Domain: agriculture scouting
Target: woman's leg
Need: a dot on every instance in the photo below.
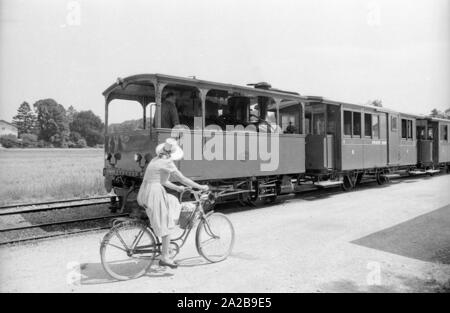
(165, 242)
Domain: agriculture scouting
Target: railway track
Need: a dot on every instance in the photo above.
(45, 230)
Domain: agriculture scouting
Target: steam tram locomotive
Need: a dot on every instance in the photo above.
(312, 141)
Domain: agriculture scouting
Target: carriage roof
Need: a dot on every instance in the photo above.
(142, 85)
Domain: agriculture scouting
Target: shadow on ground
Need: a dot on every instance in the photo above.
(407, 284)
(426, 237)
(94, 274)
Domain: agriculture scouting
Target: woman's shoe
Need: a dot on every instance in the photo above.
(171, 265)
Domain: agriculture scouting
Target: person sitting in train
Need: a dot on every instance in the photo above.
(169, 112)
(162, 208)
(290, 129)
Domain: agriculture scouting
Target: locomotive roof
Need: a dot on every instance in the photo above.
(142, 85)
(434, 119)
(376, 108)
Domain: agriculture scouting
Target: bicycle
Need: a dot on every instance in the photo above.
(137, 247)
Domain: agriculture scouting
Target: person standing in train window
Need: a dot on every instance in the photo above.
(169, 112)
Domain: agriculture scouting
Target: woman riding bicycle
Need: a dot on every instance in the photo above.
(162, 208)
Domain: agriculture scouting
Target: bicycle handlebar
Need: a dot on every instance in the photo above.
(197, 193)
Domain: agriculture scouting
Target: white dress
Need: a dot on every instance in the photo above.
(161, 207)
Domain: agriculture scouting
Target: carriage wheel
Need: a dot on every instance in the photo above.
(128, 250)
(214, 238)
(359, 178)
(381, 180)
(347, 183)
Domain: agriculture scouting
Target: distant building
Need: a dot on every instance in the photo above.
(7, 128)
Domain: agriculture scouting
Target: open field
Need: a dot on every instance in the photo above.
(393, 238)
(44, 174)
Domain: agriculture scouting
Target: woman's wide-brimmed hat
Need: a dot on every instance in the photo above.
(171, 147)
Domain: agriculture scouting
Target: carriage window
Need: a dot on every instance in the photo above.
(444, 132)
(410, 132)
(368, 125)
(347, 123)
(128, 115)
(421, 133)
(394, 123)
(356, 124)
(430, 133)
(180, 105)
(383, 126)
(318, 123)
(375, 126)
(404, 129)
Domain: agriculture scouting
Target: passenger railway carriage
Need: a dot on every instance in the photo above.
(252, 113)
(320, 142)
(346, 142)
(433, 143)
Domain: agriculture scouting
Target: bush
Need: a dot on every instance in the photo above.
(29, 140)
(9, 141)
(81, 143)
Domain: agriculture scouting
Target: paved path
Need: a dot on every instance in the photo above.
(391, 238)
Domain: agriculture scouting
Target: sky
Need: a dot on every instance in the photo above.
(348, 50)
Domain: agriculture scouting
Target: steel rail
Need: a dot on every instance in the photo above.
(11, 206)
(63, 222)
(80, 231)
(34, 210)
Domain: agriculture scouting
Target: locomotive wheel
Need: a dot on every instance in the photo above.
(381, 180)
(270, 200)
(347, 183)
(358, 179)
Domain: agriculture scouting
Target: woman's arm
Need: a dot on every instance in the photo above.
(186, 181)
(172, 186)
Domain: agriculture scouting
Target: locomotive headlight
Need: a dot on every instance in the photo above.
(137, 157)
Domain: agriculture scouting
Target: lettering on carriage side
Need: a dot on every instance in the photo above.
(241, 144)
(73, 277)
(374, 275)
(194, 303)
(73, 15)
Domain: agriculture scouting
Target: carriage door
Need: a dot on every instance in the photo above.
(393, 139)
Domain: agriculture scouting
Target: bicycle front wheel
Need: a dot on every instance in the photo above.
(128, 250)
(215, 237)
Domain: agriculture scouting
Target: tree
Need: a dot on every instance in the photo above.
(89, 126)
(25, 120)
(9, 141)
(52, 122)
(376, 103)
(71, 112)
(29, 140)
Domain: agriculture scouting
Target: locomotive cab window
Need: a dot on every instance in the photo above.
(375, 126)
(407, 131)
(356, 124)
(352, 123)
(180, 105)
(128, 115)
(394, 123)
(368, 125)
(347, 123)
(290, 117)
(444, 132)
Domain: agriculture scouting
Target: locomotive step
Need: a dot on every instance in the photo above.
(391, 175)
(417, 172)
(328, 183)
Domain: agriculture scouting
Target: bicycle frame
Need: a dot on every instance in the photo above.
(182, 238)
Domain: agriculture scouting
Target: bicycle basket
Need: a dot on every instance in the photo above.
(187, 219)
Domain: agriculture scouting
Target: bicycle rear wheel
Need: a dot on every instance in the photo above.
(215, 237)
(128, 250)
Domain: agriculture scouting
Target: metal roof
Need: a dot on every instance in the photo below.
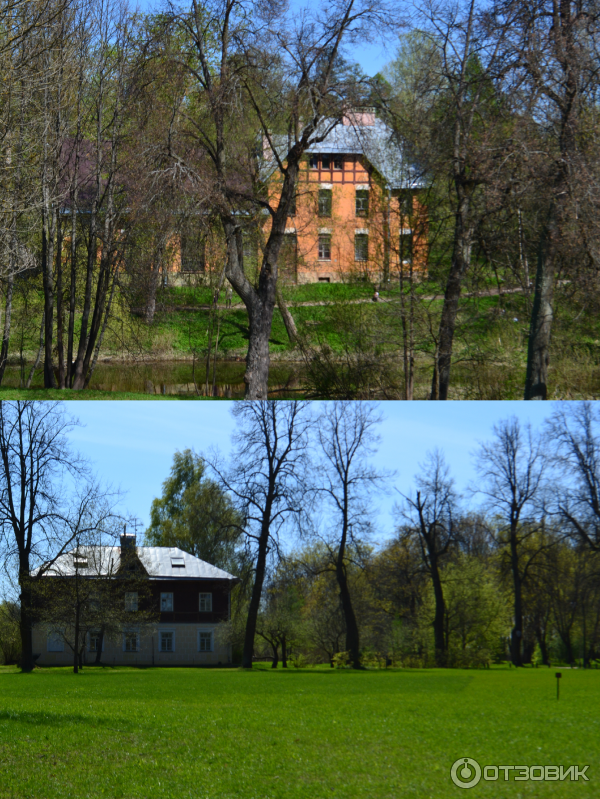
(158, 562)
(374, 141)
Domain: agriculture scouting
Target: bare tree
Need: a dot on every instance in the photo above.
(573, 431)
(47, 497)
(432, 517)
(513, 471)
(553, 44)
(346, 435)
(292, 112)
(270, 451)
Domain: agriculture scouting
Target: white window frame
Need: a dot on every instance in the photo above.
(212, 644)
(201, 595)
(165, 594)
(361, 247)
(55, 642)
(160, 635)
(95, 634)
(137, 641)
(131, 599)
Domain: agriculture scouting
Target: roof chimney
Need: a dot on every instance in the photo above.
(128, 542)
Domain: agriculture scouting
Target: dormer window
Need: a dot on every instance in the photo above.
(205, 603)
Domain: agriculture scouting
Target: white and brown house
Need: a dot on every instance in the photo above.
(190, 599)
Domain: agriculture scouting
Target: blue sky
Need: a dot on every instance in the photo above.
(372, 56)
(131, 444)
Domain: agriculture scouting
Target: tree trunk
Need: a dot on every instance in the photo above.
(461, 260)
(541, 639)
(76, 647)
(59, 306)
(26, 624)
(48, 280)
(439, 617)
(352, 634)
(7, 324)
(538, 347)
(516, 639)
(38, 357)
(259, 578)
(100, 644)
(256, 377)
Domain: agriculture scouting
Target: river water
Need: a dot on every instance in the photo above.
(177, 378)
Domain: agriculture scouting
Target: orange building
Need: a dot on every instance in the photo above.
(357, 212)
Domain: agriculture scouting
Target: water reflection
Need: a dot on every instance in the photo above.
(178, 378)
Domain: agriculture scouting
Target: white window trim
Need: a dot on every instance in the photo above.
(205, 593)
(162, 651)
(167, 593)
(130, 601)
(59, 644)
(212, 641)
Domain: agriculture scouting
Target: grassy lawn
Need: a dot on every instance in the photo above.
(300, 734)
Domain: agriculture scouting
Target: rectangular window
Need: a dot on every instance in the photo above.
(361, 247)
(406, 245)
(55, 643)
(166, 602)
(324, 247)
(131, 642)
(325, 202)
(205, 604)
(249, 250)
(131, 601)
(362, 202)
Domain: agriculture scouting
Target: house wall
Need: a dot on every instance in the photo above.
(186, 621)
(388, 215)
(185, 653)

──────────────────────────────

Given task: Omit every picture while copying the listing above exactly.

Expected answer:
Domain: agriculture scouting
Target: woman's leg
Need: a dot on every instance in the photo below.
(165, 242)
Domain: agriculture scouting
Target: railway track
Need: a dot on every instance in the photo above.
(45, 230)
Domain: agriculture scouting
Target: steam tram locomotive
Need: a dot on every instance in the photo above.
(312, 141)
Domain: agriculture scouting
Target: carriage roof
Need: a dot on every instance in the photo above.
(142, 85)
Domain: agriculture scouting
Target: shadow on ground
Need: a dot on every instance in the photo above.
(407, 284)
(426, 237)
(94, 274)
Domain: agriculture scouting
Target: woman's shoe
Need: a dot on every instance in the photo above.
(171, 265)
Domain: agriculture scouting
Target: person sitting in train
Need: a dot on every instance in the photo above.
(169, 112)
(162, 208)
(290, 129)
Domain: agriculture scouting
Target: locomotive roof
Need: a dot on every instance in the photo above.
(142, 85)
(434, 119)
(376, 108)
Domain: agriculture scouting
Target: bicycle
Need: a dot on every instance in the photo above.
(137, 247)
Domain: agriculture scouting
Target: person standing in train window
Need: a dot on every instance in the photo above.
(169, 112)
Domain: agriculture scouting
Target: woman riding bicycle
Need: a dot on every instance in the photo above.
(162, 208)
Domain: agriculture scouting
Target: bicycle handlebar
Need: a dot on every instance in the photo above.
(197, 193)
Domain: agriculture scouting
Target: white dress
Need: a dot on every instance in the photo above.
(161, 207)
Domain: agriculture scouting
Target: carriage wheel
Need: a dot on every instance in the photo above.
(128, 250)
(214, 238)
(359, 178)
(381, 180)
(347, 183)
Domain: agriculture scouting
Target: distant building
Need: a dot on every instance in the photo above.
(7, 128)
Domain: agriculture scouting
Target: open field
Need: a dot on every instance in the photo above.
(393, 238)
(44, 174)
Domain: agriculture scouting
Target: woman's wide-brimmed hat
Need: a dot on every instance in the photo above.
(171, 147)
Domain: agriculture scouting
Target: carriage window
Need: a dot on every instance in the photo above.
(444, 132)
(410, 132)
(368, 125)
(347, 123)
(128, 115)
(421, 133)
(394, 123)
(356, 124)
(430, 133)
(180, 105)
(383, 126)
(318, 123)
(375, 126)
(404, 129)
Domain: agriculture scouting
Target: passenger railway carriage
Need: a dot on every instance in the photo above.
(252, 113)
(320, 142)
(346, 142)
(433, 143)
Domain: agriculture scouting
Target: bush
Need: a dot on every instance in the photo above.
(29, 140)
(9, 141)
(81, 143)
Domain: agriculture scouting
Target: paved path
Need: a dot on every instance in the photo above.
(391, 238)
Domain: agriculture scouting
Target: sky
Need: a dot on every instance in the photo above.
(348, 50)
Domain: agriculture scouting
Target: steel rail
Need: a dot on every instance in the photo above.
(11, 206)
(63, 222)
(80, 231)
(34, 210)
Domain: agriculture scouting
Target: locomotive wheel
Need: a dot on every instance in the photo above.
(381, 180)
(270, 200)
(347, 183)
(358, 179)
Domain: agriculture scouting
Target: woman's arm
Need: a dot on every instance in the photo above.
(186, 181)
(172, 186)
Domain: agriculture scouting
Target: locomotive headlight
Need: a dot on every instance in the photo above.
(137, 157)
Domain: agriculture scouting
Target: lettering on carriage side
Need: a dot on every instance in the photo above.
(241, 144)
(73, 277)
(374, 275)
(194, 303)
(73, 15)
Domain: agriculture scouting
Target: carriage door
Need: a dot on every instance in the photo above.
(393, 139)
Domain: agriculture scouting
Target: bicycle front wheel
Need: a dot on every instance in the photo above.
(128, 250)
(215, 237)
Domain: agriculture scouting
Target: tree
Need: a dot on every instance in the photo above.
(89, 126)
(25, 120)
(9, 141)
(52, 122)
(376, 103)
(71, 112)
(29, 140)
Domain: agriculture scouting
Target: locomotive cab window
Need: a dot on every instance in the photo above.
(375, 126)
(407, 131)
(356, 124)
(352, 123)
(180, 105)
(128, 115)
(394, 123)
(368, 125)
(347, 123)
(290, 117)
(444, 132)
Domain: agriculture scouting
Target: locomotive step
Need: a dot on every instance in the photo above.
(391, 175)
(417, 172)
(328, 183)
Domain: agriculture scouting
Target: bicycle frame
Need: a dot on every instance in the photo above.
(182, 238)
Domain: agriculture scouting
Target: bicycle basket
Need: a dot on every instance in the photo above.
(187, 219)
Domain: agriculture scouting
Target: bicycle rear wheel
Need: a dot on every instance in the photo above.
(215, 237)
(128, 250)
Domain: agriculture scouting
Target: metal roof
Need: a dot on every instance in the photo below.
(158, 562)
(374, 141)
Domain: agriculture scouting
Target: bare tree
Need: a dot on every instance in the photo above.
(573, 431)
(47, 497)
(432, 517)
(513, 471)
(553, 44)
(346, 435)
(292, 112)
(270, 451)
Domain: agriculture scouting
Target: white window frame
Need: a dot on every instance in the photo above.
(212, 644)
(201, 595)
(165, 594)
(361, 247)
(55, 642)
(160, 635)
(95, 634)
(137, 641)
(131, 599)
Domain: agriculture scouting
Target: roof chimney
Need: a dot on every instance in the photo above.
(128, 542)
Domain: agriculture scouting
Target: dormer window
Need: a dot on every instance in the photo above.
(205, 603)
Domain: agriculture scouting
Target: white and brown house
Need: a dot on every instance in the photo above.
(190, 599)
Domain: agriculture scouting
Target: blue sky
Need: a dot on every instance in the photo above.
(372, 56)
(131, 444)
Domain: agriculture scouting
Target: tree trunk
Need: a dot on every instance in the photo above.
(461, 260)
(541, 639)
(76, 647)
(59, 306)
(26, 624)
(48, 280)
(439, 617)
(352, 634)
(7, 324)
(538, 347)
(516, 639)
(38, 357)
(259, 578)
(100, 644)
(256, 377)
Domain: agriculture scouting
Target: river water
Need: a dot on every instance in the photo above.
(177, 378)
Domain: agriculture scouting
Target: orange building
Need: a dot on every instance in the photo above.
(357, 212)
Domain: agriculture scouting
Target: water reflection
Need: a dot on every instance in the photo above.
(178, 378)
Domain: agriculture scouting
Target: white window trim
Need: a dot on every instance in the photo above.
(205, 593)
(162, 651)
(167, 593)
(130, 601)
(59, 644)
(212, 641)
Domain: agriculture scouting
Target: grassy lawn
Need: a dot on every instance in the photo above.
(300, 734)
Domain: agriculture scouting
Target: rectangular window
Need: a dot on every instance in the photo above.
(361, 247)
(406, 245)
(55, 643)
(166, 602)
(324, 247)
(131, 642)
(325, 202)
(205, 604)
(249, 250)
(131, 601)
(362, 202)
Domain: agriculture scouting
Target: house wall
Need: a dot on every instance in the photo above.
(186, 621)
(388, 215)
(185, 653)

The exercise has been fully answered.